Instructions to follow
Output exactly the first line of the listing and each line after it, through the line that contains "Trace every instance of the white fur"; add nothing else.
(Beginning of Records to process)
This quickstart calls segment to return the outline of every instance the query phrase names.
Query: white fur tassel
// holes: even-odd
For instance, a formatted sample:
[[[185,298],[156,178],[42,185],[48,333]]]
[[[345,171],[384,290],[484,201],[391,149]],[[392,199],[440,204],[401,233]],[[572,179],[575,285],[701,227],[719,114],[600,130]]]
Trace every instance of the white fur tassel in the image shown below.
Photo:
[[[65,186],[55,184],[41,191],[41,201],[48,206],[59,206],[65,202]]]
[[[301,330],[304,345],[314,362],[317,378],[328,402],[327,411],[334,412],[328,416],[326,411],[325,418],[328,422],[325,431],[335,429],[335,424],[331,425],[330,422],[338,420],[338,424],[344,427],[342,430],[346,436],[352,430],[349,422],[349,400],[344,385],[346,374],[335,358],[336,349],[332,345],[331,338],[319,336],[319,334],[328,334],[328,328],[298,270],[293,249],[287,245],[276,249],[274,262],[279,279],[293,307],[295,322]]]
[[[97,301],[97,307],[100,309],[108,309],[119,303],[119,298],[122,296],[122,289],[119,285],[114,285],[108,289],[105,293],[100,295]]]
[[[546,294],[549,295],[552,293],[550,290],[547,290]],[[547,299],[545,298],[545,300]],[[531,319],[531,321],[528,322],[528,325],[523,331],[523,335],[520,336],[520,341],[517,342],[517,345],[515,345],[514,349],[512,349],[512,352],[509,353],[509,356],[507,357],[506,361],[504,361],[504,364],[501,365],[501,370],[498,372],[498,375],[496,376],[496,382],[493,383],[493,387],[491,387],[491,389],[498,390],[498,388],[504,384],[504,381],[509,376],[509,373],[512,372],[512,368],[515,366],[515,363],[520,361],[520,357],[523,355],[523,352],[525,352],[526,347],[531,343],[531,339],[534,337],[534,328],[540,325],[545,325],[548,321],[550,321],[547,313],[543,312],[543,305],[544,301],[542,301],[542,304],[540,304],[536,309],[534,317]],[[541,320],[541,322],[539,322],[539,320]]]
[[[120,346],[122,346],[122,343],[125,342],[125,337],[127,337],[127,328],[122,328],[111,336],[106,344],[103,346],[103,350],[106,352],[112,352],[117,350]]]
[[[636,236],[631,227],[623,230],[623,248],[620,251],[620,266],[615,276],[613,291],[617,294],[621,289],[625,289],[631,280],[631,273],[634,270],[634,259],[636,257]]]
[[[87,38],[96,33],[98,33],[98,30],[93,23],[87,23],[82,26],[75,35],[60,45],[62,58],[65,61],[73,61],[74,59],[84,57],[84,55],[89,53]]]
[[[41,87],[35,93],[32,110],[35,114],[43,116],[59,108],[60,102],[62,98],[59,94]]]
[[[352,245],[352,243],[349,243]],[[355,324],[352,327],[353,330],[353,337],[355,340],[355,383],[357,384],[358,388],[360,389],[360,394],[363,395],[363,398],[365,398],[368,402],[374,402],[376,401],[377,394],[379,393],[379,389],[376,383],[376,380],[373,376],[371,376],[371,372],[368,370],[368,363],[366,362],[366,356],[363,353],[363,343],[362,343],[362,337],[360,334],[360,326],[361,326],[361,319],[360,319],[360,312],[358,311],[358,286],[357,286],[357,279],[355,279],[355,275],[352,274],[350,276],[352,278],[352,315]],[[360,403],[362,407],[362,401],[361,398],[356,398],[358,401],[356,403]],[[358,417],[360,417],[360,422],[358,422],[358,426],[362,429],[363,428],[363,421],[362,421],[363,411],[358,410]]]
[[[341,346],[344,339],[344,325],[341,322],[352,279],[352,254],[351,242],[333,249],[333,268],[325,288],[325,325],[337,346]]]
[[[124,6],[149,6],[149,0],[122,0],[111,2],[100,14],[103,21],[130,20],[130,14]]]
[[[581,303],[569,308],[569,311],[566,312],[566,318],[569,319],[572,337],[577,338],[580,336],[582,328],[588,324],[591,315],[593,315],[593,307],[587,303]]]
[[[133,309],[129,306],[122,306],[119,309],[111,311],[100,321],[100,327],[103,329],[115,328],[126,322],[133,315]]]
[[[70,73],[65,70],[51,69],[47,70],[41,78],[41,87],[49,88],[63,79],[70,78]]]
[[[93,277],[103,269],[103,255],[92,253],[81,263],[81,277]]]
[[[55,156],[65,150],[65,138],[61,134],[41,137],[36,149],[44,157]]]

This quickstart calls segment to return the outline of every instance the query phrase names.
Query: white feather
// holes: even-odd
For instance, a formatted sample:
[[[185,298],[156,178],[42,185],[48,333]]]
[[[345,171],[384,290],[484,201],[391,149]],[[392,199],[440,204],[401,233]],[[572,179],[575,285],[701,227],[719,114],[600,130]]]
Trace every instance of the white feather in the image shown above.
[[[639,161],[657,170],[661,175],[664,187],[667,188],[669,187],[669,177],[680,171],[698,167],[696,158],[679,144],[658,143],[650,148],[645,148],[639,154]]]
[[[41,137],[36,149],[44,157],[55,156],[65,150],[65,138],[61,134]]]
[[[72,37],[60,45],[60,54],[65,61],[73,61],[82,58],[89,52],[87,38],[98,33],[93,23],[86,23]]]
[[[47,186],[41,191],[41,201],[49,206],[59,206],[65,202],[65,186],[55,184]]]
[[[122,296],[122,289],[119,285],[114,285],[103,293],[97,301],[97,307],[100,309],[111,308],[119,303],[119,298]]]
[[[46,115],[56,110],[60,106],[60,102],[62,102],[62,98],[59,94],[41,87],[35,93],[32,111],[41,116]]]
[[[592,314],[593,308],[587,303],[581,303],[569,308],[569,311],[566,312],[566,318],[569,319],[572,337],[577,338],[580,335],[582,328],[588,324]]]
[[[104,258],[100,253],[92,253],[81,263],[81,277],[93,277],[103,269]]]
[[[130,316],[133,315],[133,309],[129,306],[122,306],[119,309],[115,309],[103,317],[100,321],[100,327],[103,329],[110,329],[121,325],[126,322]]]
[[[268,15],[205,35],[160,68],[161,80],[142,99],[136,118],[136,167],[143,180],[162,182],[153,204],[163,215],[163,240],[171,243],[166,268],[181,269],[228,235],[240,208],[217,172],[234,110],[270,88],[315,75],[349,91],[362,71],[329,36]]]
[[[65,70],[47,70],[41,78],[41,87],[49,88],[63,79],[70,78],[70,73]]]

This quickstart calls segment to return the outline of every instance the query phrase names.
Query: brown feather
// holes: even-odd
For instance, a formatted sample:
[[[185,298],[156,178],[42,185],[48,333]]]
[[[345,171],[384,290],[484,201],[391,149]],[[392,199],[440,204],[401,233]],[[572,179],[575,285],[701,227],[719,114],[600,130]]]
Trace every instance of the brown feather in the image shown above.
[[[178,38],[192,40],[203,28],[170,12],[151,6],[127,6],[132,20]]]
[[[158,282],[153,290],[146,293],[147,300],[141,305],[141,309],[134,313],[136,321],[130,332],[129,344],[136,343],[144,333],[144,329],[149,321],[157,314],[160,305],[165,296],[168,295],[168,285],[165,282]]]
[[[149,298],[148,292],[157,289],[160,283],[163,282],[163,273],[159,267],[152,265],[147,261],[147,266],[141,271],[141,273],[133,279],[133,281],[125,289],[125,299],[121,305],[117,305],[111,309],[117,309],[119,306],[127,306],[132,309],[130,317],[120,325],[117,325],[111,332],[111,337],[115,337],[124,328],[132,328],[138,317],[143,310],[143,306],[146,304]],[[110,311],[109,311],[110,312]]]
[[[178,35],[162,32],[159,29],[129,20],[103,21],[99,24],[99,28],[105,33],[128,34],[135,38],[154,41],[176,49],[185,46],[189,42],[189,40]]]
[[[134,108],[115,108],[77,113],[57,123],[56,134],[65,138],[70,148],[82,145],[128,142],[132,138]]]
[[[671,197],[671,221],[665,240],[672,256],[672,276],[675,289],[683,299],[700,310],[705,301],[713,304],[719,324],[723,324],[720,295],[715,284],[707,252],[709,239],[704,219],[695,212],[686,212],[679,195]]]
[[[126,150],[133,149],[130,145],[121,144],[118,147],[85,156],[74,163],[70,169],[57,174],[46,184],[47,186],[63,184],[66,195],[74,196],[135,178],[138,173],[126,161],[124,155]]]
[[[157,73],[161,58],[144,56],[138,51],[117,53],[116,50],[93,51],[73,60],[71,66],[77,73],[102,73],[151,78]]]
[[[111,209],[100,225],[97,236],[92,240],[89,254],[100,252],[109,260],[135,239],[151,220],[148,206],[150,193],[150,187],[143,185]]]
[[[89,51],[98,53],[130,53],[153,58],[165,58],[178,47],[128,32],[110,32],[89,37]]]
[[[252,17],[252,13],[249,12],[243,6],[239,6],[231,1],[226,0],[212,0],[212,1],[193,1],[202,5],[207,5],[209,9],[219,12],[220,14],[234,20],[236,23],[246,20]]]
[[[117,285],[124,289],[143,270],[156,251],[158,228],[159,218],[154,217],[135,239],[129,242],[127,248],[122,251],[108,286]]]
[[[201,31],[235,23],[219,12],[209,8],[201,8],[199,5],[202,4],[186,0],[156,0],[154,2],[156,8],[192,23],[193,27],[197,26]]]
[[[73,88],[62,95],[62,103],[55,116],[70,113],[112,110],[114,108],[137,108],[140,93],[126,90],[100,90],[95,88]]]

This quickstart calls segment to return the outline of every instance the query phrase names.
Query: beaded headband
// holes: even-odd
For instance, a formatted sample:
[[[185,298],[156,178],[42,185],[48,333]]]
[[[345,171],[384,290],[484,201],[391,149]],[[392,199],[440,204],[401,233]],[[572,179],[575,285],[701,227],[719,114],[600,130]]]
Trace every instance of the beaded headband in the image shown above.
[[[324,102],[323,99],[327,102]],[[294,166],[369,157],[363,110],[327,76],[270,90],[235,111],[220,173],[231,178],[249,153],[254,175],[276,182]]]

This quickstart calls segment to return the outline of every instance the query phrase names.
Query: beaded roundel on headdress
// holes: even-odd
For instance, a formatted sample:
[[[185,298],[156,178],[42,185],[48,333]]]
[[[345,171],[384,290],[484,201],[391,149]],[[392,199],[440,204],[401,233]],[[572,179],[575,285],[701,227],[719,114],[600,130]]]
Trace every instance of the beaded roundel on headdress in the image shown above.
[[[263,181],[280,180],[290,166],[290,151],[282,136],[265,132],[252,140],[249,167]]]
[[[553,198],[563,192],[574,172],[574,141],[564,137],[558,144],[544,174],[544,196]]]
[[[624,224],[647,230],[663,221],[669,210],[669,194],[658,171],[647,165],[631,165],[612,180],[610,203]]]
(End of Records to process)
Task result
This quickstart calls segment to return the outline of every instance the query phrase names.
Query: white fur tassel
// holes: even-odd
For instance, a formatted sample:
[[[185,298],[156,178],[42,185],[48,333]]]
[[[345,171],[384,290],[484,201],[391,149]],[[392,199],[440,204],[401,233]],[[572,179],[575,285],[701,227],[719,114],[600,130]]]
Trace every instance of the white fur tassel in the image shown below.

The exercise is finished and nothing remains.